Short exercise: Reproduce the following lines verbatim, omitting any pictures from your reply.
####################
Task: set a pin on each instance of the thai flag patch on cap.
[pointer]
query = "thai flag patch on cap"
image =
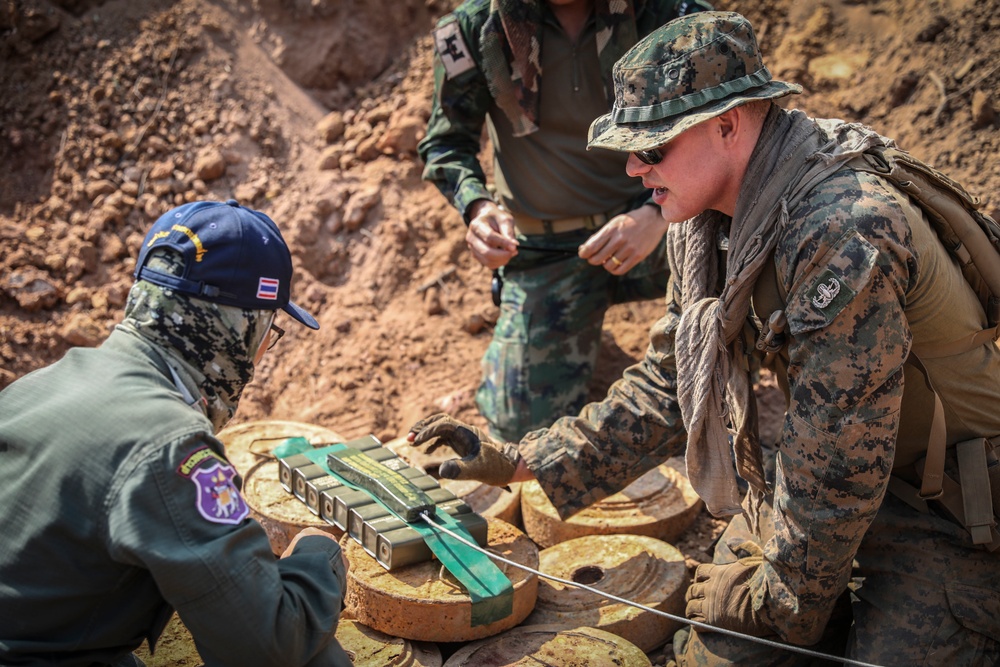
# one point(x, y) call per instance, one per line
point(267, 288)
####################
Expected answer:
Task: set a pin on each instance of the thai flag patch on cap.
[pointer]
query = "thai flag patch on cap"
image =
# one point(x, y) call per instance, one per line
point(267, 288)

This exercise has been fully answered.